*** Passage shown Section Begins ***

While renewable hydrogen is widely acknowledged to play a growing role in decarbonising the economy, challenges remain to control its purity. With supply from diverse sources including green, blue and regasified hydrogen from storage media, users need confidence that the gas they use is of sufficient quality that it will not damage key components such as fuel cells or infrastructure.
Working in partnership with the Herriot Watt University and Frauhofer UK, a new solution combining high brightness, coherent Optical Parametric Oscillator (OPO) laser technology from Chromacity Ltd., with advanced FTIR spectroscopy techniques, has been shown to offer advantages over current technologies. ISO 14687:2019, which defines thresholds for a wide range of contaminants in hydrogen for fuel cells, is being used to benchmark this exciting development.
Single light source in-line monitoring
Julian Hayes, CEO of Chromacity Ltd commented “Existing optical solutions for determining the purity of renewable hydrogen either compromise on spectral resolution and detection sensitivity or are overly complex making them expensive which limits deployment. Likewise, the implementation of sensitive gas chromatography techniques is limited because the instrumentation is costly, bulky, and online sampling is challenging.”
He added “Based on a single light source, our solution removes the complexities of multi-source optical techniques and so lowers the cost of ownership. The broad, tuneable bandwidth of the OPO laser allows many contaminants to be detected, including broad or complex chemical signatures. Our instrument is designed to be used in-line and has been shown to monitor the five key contaminants in the renewable hydrogen production process (as detailed in ISO 14687) in real time”.
Mr Hayes concluded “Having been successfully tested in the lab on representative gas samples, the next stage of developing the system is to enable users to use live real-time data to drive optimisation of the production process.”

*** Passage shown Section Ends ***

Required tasks:
- a) Tell whether each of these statements agrees with the hydrogen purity article, answering yes or no and quoting the article's deciding words exactly. (i) The new solution relies on one light source. (ii) Gas chromatography instruments are described as cheap and compact. (iii) The instrument has been shown to track the five key contaminants in real time.
- b) Return the part of the hydrogen purity article between "While renewable hydrogen" and "this exciting development.", inclusive.

*** Record excerpts Section Begins ***

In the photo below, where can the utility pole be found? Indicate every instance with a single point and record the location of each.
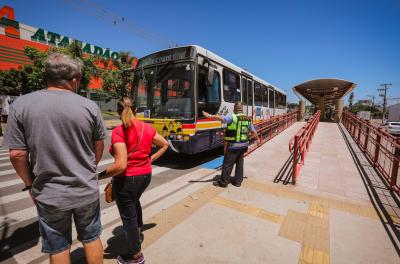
(383, 93)
(373, 100)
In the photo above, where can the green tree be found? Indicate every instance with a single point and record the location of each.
(31, 77)
(117, 81)
(10, 82)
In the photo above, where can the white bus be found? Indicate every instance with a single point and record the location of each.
(172, 87)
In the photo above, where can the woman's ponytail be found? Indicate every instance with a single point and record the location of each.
(128, 112)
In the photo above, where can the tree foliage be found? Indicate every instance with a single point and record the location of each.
(118, 77)
(31, 77)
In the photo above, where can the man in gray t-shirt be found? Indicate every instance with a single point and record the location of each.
(55, 137)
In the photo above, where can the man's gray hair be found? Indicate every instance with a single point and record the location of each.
(61, 68)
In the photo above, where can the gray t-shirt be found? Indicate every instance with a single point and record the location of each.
(59, 129)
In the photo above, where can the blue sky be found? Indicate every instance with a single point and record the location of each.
(284, 42)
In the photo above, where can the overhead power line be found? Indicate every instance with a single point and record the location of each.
(112, 18)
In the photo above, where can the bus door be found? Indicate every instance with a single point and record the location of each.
(247, 96)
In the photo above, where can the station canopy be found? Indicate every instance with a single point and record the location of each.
(330, 89)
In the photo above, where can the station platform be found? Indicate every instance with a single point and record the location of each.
(328, 217)
(338, 212)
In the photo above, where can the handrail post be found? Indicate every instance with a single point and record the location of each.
(377, 146)
(395, 167)
(295, 159)
(366, 138)
(359, 132)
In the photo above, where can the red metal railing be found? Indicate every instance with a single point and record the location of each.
(268, 129)
(381, 148)
(300, 143)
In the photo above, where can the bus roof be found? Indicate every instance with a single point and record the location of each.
(220, 60)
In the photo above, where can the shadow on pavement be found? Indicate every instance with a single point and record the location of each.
(116, 245)
(184, 161)
(22, 239)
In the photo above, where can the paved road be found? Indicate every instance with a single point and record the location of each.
(19, 227)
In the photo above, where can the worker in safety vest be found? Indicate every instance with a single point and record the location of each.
(238, 133)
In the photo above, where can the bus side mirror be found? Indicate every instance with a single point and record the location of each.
(210, 77)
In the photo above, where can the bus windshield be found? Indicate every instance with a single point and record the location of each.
(165, 91)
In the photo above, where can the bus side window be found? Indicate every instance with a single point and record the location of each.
(265, 96)
(271, 98)
(208, 96)
(231, 86)
(257, 94)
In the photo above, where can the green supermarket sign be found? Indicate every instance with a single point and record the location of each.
(55, 39)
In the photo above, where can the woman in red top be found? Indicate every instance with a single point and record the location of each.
(131, 145)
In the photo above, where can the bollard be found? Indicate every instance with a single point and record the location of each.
(366, 137)
(295, 159)
(395, 167)
(377, 145)
(359, 132)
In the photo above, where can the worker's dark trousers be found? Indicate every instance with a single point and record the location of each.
(231, 157)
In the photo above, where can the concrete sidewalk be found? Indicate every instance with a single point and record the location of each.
(264, 222)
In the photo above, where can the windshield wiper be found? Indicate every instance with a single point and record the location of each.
(163, 71)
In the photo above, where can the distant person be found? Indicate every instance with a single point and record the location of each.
(131, 145)
(55, 137)
(237, 138)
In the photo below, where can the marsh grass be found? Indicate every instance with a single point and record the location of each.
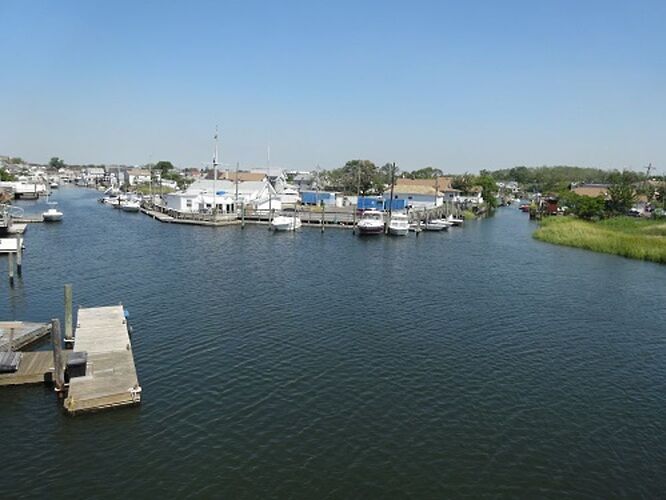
(625, 236)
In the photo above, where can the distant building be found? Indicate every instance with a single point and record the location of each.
(592, 190)
(135, 176)
(203, 194)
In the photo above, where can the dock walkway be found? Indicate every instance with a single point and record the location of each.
(23, 333)
(110, 378)
(34, 368)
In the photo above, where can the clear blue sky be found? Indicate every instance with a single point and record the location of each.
(458, 85)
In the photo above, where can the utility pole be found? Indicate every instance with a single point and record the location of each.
(215, 177)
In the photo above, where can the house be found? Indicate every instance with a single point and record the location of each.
(204, 193)
(592, 190)
(135, 176)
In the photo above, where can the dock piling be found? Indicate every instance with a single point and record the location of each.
(56, 340)
(69, 334)
(10, 268)
(19, 256)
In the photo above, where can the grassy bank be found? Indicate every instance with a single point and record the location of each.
(626, 236)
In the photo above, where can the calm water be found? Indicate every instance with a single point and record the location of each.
(474, 363)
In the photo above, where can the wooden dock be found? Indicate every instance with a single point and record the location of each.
(23, 334)
(111, 378)
(34, 368)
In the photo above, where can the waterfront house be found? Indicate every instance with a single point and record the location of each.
(203, 194)
(592, 190)
(136, 176)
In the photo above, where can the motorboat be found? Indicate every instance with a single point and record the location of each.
(399, 225)
(130, 205)
(454, 221)
(436, 225)
(372, 222)
(285, 223)
(52, 214)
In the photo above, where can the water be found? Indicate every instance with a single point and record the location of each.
(474, 363)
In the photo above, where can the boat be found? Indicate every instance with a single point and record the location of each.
(399, 225)
(372, 222)
(437, 225)
(454, 221)
(52, 214)
(285, 223)
(130, 205)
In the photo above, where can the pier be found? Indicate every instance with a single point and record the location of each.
(15, 335)
(110, 378)
(33, 368)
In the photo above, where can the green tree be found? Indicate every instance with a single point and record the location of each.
(56, 163)
(6, 176)
(425, 173)
(463, 182)
(488, 187)
(164, 167)
(621, 194)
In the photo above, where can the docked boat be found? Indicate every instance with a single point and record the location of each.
(454, 221)
(437, 225)
(52, 214)
(372, 222)
(130, 205)
(285, 223)
(399, 225)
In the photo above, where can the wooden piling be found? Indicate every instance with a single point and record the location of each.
(59, 369)
(69, 333)
(10, 268)
(19, 256)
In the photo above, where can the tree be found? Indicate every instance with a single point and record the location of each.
(56, 163)
(463, 182)
(163, 167)
(425, 173)
(488, 187)
(6, 176)
(621, 193)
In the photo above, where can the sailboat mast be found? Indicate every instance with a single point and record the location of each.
(215, 175)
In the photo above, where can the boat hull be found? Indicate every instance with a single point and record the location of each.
(398, 231)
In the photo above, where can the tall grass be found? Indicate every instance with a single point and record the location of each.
(632, 238)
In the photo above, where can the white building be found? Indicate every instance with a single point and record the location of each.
(134, 176)
(203, 194)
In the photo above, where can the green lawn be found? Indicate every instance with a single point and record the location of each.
(626, 236)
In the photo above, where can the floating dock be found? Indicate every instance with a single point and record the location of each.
(34, 368)
(21, 333)
(110, 379)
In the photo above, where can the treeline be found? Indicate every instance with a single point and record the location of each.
(557, 178)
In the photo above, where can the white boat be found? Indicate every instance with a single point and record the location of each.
(285, 223)
(454, 221)
(130, 205)
(52, 214)
(399, 225)
(436, 225)
(372, 222)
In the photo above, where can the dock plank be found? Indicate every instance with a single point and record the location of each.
(111, 378)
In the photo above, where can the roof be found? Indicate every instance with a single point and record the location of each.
(242, 176)
(138, 171)
(592, 190)
(442, 183)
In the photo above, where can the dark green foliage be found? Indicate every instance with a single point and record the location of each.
(56, 163)
(6, 176)
(555, 179)
(424, 173)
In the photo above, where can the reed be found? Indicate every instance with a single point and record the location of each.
(625, 236)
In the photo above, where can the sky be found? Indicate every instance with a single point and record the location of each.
(460, 86)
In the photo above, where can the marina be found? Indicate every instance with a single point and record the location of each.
(250, 378)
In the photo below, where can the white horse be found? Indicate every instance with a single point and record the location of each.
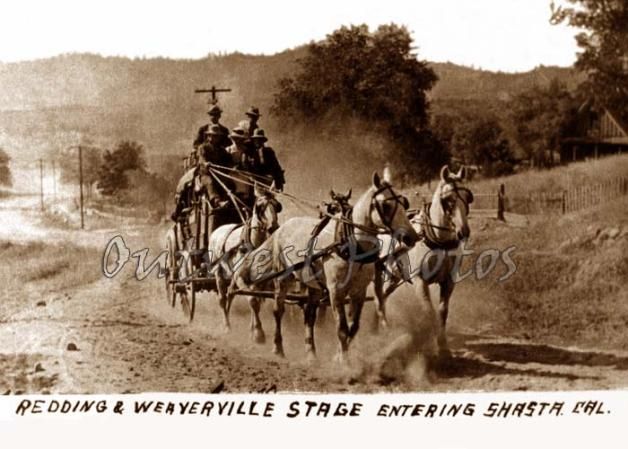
(231, 242)
(442, 225)
(337, 262)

*** Record excerpts Section Ends ***

Answers by item number:
- a)
(i) Yes: "Based on a single light source, our solution removes the complexities of multi-source optical techniques"
(ii) No: "the instrumentation is costly, bulky, and online sampling is challenging"
(iii) Yes: "has been shown to monitor the five key contaminants in the renewable hydrogen production process (as detailed in ISO 14687) in real time"

- b)
While renewable hydrogen is widely acknowledged to play a growing role in decarbonising the economy, challenges remain to control its purity. With supply from diverse sources including green, blue and regasified hydrogen from storage media, users need confidence that the gas they use is of sufficient quality that it will not damage key components such as fuel cells or infrastructure.
Working in partnership with the Herriot Watt University and Frauhofer UK, a new solution combining high brightness, coherent Optical Parametric Oscillator (OPO) laser technology from Chromacity Ltd., with advanced FTIR spectroscopy techniques, has been shown to offer advantages over current technologies. ISO 14687:2019, which defines thresholds for a wide range of contaminants in hydrogen for fuel cells, is being used to benchmark this exciting development.